## [Your task]
Count the lines in the entries below that contain the string "trash", and give only that number.

## [Source records]
____

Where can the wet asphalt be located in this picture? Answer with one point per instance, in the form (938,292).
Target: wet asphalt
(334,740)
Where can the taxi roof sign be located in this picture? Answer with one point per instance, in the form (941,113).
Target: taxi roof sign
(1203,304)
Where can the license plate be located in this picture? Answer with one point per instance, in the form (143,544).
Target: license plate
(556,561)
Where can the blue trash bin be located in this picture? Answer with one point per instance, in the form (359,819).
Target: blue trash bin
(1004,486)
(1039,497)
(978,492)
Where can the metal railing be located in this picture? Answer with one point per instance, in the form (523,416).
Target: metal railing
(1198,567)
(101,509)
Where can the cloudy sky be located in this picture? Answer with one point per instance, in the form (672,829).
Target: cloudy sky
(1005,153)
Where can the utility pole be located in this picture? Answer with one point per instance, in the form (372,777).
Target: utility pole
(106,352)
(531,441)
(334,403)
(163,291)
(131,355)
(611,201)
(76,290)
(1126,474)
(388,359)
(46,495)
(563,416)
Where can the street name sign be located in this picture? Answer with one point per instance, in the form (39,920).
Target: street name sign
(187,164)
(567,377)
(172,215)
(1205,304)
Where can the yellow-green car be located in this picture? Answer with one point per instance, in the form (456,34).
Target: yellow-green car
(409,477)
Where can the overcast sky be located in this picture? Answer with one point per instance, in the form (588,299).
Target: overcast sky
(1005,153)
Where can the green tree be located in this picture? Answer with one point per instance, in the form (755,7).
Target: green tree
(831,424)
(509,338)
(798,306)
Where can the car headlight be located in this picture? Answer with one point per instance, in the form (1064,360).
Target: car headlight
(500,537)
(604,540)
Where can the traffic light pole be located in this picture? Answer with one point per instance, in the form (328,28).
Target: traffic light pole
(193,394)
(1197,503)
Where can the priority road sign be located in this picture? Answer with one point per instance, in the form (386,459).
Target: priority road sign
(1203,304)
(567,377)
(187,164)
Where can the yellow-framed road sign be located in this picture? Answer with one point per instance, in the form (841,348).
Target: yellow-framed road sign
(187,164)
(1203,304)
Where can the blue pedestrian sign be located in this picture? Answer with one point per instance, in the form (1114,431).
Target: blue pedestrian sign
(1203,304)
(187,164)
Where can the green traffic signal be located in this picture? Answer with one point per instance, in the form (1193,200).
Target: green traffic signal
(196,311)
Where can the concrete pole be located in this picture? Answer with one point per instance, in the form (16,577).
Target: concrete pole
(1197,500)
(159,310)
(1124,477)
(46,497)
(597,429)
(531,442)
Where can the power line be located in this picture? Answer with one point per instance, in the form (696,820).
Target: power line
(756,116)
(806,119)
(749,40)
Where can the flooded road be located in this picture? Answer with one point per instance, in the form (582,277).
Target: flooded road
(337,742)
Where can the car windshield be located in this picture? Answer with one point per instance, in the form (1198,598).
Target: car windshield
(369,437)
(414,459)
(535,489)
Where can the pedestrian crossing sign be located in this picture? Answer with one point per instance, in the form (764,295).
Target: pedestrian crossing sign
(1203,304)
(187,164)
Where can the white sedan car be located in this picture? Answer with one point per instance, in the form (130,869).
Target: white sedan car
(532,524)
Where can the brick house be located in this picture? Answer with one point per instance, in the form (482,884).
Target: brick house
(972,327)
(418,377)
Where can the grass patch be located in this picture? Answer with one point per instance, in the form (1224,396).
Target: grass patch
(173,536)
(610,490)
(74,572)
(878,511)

____

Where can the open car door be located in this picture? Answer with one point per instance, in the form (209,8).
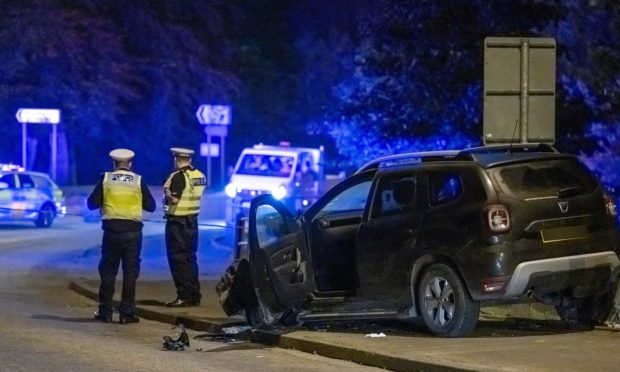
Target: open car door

____

## [Result of the task]
2